* start *

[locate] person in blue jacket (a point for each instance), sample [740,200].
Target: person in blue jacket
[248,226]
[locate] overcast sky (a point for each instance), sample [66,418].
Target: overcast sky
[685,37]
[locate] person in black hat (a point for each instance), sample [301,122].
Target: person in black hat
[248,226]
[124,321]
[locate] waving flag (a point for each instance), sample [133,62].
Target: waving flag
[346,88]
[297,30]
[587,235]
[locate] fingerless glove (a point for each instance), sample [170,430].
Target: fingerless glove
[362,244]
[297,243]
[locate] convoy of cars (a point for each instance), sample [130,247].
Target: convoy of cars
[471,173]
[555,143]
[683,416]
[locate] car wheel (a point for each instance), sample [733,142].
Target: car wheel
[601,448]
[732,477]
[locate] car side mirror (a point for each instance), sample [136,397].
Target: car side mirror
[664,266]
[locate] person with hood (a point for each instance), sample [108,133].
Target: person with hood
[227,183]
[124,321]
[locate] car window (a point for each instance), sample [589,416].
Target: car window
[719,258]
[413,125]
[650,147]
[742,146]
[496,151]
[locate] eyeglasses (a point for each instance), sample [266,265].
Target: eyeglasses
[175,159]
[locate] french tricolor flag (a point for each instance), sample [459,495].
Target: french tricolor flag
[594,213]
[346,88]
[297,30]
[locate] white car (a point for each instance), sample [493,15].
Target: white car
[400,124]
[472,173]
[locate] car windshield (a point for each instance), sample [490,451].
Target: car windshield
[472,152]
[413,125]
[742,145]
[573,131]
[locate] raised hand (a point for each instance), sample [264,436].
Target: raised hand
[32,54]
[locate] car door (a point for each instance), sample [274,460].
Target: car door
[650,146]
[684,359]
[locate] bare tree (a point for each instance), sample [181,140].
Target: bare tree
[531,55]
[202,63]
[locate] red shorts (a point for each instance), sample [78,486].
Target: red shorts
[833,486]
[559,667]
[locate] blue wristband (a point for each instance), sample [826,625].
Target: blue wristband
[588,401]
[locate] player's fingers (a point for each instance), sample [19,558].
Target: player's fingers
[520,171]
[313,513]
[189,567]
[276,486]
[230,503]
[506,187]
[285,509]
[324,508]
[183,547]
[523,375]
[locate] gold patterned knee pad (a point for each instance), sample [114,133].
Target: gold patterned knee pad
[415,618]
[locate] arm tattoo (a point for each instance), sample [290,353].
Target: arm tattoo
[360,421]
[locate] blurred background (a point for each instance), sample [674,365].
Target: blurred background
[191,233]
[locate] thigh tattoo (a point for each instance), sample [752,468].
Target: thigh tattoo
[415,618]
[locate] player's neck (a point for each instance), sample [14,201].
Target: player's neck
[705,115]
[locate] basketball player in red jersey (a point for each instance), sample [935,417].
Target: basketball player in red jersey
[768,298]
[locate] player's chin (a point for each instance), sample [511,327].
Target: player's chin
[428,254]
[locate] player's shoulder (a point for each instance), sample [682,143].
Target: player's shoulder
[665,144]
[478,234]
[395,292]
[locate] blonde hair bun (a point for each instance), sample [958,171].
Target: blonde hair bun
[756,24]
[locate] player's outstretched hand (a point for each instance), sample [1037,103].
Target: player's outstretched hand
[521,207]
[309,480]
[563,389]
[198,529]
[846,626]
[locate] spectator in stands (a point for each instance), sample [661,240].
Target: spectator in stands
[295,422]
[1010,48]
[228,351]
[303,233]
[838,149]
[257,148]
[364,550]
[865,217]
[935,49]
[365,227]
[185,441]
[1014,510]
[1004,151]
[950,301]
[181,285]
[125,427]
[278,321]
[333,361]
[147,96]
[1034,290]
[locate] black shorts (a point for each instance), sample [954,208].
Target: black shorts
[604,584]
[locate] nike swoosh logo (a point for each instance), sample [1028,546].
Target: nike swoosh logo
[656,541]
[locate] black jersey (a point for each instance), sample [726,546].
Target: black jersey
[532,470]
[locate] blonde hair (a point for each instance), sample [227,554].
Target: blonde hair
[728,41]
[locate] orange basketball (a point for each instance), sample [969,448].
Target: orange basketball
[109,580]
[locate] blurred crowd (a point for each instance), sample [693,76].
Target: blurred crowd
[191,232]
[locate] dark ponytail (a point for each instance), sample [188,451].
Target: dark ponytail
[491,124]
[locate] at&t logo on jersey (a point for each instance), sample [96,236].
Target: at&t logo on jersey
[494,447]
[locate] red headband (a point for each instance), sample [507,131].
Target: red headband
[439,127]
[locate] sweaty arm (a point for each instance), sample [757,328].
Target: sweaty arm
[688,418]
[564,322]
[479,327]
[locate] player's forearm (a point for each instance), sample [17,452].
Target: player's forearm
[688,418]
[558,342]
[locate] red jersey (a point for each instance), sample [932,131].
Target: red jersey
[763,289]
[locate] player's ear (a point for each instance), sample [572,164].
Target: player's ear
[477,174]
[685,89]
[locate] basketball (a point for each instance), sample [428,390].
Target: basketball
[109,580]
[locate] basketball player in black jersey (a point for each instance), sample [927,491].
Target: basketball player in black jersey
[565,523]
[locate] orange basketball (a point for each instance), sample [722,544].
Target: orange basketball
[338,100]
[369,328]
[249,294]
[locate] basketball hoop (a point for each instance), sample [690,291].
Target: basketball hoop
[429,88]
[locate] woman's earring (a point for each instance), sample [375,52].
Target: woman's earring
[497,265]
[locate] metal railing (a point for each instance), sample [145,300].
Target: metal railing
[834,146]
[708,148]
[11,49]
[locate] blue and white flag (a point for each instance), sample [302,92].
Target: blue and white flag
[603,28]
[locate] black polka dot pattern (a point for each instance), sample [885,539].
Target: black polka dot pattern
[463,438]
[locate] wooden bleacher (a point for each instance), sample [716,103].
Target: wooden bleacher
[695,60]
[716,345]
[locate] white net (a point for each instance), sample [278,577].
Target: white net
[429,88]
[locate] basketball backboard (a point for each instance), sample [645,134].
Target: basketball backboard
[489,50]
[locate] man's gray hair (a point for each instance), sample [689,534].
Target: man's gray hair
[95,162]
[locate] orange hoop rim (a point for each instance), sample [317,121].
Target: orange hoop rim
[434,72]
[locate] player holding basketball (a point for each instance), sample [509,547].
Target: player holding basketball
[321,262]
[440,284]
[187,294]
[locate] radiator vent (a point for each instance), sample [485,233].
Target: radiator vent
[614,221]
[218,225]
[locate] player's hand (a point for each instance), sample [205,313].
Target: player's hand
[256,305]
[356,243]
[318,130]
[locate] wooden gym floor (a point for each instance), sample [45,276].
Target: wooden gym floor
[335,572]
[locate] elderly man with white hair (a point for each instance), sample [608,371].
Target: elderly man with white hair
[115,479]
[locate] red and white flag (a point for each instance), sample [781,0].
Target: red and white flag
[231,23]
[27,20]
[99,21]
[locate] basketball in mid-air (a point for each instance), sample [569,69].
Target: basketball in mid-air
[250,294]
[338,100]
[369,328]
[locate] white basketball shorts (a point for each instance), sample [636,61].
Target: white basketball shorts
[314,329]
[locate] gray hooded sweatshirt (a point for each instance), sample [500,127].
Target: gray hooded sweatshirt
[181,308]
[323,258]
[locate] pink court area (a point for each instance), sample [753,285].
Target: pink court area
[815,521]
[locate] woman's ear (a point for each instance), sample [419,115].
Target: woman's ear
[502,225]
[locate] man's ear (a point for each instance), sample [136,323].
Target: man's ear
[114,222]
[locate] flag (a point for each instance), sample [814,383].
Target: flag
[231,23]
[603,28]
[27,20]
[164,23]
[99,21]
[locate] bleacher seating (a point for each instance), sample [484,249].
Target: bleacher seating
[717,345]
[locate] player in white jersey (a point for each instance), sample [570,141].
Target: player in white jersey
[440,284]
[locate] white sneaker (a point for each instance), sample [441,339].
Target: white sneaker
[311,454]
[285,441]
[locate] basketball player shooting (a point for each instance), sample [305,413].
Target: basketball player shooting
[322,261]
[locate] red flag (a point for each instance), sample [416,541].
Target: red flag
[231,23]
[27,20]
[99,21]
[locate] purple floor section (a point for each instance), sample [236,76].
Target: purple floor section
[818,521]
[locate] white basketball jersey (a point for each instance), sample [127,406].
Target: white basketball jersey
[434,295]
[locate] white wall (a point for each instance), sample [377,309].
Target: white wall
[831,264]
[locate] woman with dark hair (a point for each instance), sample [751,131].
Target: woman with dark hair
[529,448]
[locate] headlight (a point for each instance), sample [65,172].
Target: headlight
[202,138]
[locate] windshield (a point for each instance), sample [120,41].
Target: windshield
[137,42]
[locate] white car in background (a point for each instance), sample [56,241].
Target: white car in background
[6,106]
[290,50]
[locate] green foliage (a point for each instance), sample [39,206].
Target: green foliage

* end *

- **Objective**
Repeat, with no changes, each line from the one with "[locate] white basketball jersey" to the end of the listing, including both ends and nothing else.

- **Correct output**
[locate] white basketball jersey (a point for each instance), sample [127,406].
Target: white basketball jersey
[434,295]
[locate] white wall (a point for each instance), sample [377,309].
Target: white wall
[831,264]
[locate] woman with dark hair (a point for each instance), sample [751,131].
Target: woman with dark hair
[529,448]
[locate] headlight (a point for each instance), sample [65,172].
Target: headlight
[202,138]
[locate] windshield (a point for each instance), sample [120,41].
Target: windshield
[137,42]
[locate] white car in background (a point for each instance), sample [56,241].
Target: white car in background
[6,106]
[290,50]
[locate] green foliage (a point for each instance), sample [39,206].
Target: green foliage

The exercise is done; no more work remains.